Things to do>
• A. Reproduce the notes on graph input starting at "NOTE2: When a" and ending at "number of referenced_papers.", replacing "references" with "citations".
• B. Answer from the notes on graph input:
(i) What string is used in place of the character "," in paper ids before running the ranking?
(ii) What number of partitions is suggested for the cluster on openaire's IIS?
(iii) In what format must the graph input files for the ranking scripts be?

Text segment>
Begin

However, the scripts expect a full input path for all files, in order to work. Hence, if we have graph_file.txt.gz under /user/<user_name>, we will need to provide it from the command line as:
hdfs:///user/<user_name>/graph_file.txt.gz
ΝΟΤΕ: spark is faster when it loads data from a directory containing partitioned files. Hence, it is advised to have the graph split in many smaller parts (e.g., equan to the suggested number of partitions in the cluster - 7680 on openaire's IIS) and have it in a golder e.g., /user/<user_name>/path/to/graph_input_folder/
The graph input files expected by all ranking scripts are all expected to be in KanellosTM format. Each line of this format consists of the following tab-separated columns:
<paper_id> < <comma_separated_list_of_referenced_papers | <num_referenced_papers> | initial_paper_score > <previous_score> <publication_year>
NOTE: Since we provide a comma separated list of referenced papers, no paper id should include the character ",". So far we have dealt with this by replacing "," with the string "comma_char", then running the ranking, and after finishing, replacing "comma_char", again with ",". The same holds for the tab character, which is used to separate the input columns.
NOTE2: When a paper has no references, then the comma separated list of reference papers is the string "0" and the same holds for the number of referenced_papers.

End

Information given>
Begin

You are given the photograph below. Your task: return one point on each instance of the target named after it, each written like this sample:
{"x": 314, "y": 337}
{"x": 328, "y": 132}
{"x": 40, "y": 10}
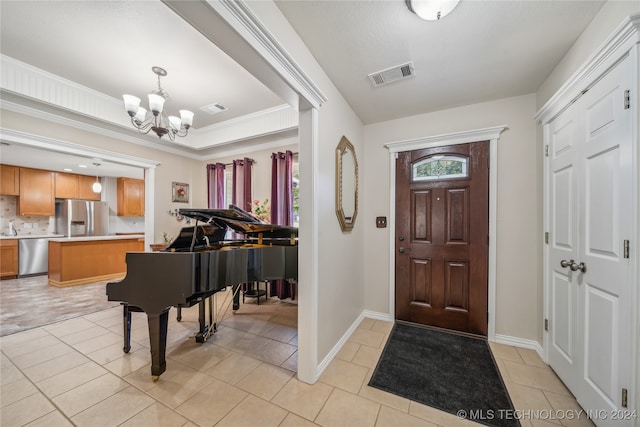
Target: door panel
{"x": 457, "y": 216}
{"x": 563, "y": 327}
{"x": 456, "y": 286}
{"x": 563, "y": 245}
{"x": 422, "y": 208}
{"x": 442, "y": 249}
{"x": 590, "y": 206}
{"x": 606, "y": 202}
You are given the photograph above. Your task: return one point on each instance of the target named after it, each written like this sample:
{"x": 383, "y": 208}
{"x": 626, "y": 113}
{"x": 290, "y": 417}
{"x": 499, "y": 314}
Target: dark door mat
{"x": 451, "y": 372}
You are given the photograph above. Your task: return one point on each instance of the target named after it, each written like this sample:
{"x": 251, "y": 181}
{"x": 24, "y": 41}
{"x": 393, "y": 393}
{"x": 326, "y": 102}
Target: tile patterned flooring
{"x": 74, "y": 372}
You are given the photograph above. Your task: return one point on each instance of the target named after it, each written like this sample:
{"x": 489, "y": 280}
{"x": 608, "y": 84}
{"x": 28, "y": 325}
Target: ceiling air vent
{"x": 214, "y": 108}
{"x": 392, "y": 74}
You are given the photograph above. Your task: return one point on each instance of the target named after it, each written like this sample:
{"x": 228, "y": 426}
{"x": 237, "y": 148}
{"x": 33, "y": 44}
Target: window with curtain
{"x": 216, "y": 186}
{"x": 241, "y": 195}
{"x": 282, "y": 210}
{"x": 282, "y": 188}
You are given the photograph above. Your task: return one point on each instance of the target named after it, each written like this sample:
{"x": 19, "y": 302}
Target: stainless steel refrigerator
{"x": 76, "y": 218}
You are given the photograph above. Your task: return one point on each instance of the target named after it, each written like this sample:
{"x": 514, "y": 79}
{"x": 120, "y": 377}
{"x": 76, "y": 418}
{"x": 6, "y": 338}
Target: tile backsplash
{"x": 24, "y": 225}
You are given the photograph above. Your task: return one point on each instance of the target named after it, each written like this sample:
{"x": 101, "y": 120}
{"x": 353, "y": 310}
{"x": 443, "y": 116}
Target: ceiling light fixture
{"x": 432, "y": 10}
{"x": 97, "y": 187}
{"x": 157, "y": 121}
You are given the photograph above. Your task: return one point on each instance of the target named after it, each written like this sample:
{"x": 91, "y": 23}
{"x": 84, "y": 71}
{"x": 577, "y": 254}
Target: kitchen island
{"x": 81, "y": 260}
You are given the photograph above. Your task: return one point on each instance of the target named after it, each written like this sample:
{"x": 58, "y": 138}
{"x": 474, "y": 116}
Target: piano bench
{"x": 249, "y": 291}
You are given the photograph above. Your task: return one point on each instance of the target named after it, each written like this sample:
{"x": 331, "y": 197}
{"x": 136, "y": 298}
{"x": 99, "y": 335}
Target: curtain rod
{"x": 253, "y": 161}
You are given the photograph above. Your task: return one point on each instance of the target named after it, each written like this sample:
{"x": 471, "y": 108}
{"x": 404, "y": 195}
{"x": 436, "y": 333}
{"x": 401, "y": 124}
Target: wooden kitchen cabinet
{"x": 9, "y": 180}
{"x": 85, "y": 187}
{"x": 37, "y": 190}
{"x": 130, "y": 197}
{"x": 8, "y": 258}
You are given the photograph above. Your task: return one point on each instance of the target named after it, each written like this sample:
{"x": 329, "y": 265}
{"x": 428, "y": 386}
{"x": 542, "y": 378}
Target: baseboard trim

End

Answers provided>
• A.
NOTE2: When a paper has no citations, then the comma separated list of reference papers is the string "0" and the same holds for the number of referenced_papers.

• B.
(i) "comma_char"
(ii) 7680
(iii) KanellosTM format